(Dataset items)
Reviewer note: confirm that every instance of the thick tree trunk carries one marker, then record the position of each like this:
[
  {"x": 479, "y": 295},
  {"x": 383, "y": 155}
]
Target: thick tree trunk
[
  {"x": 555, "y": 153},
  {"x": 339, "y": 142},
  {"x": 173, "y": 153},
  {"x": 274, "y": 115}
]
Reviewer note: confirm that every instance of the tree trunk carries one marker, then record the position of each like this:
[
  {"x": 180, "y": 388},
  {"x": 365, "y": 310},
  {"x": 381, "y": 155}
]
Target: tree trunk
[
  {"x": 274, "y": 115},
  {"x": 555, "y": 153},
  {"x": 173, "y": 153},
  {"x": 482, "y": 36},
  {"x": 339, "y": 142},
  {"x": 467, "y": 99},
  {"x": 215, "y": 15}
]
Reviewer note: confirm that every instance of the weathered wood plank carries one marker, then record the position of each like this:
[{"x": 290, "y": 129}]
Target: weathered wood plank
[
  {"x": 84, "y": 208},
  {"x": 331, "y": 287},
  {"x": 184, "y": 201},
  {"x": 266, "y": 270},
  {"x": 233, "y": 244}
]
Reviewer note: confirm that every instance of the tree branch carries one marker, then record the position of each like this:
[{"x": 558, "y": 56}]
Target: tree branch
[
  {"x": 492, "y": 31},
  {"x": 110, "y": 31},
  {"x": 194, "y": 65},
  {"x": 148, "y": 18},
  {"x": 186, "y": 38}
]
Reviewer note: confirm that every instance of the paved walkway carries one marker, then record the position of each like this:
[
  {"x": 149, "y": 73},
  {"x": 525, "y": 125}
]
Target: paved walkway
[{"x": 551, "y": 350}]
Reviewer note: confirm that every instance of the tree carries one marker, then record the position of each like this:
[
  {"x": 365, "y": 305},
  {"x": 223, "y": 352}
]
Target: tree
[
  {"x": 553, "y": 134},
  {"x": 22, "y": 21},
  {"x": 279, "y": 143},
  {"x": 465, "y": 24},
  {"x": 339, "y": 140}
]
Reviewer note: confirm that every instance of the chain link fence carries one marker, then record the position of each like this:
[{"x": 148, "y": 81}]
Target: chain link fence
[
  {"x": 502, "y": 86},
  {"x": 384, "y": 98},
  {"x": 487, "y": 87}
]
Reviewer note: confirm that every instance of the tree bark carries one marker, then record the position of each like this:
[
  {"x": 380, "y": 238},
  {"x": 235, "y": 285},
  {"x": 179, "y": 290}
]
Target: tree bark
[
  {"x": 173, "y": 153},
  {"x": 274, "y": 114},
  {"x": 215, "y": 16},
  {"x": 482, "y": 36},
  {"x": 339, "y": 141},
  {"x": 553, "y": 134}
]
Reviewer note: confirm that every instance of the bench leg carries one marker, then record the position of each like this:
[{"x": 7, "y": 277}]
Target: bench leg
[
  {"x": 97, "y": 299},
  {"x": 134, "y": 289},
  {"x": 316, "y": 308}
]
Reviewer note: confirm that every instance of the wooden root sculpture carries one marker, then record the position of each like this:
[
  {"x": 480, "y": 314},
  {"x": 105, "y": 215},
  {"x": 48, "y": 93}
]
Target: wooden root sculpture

**YOUR TASK**
Reproduce every line above containing "root".

**ANSWER BELOW**
Reviewer note: confirm that every instance of the wooden root sculpture carries one marker, then record the position of each like this:
Target: wooden root sculpture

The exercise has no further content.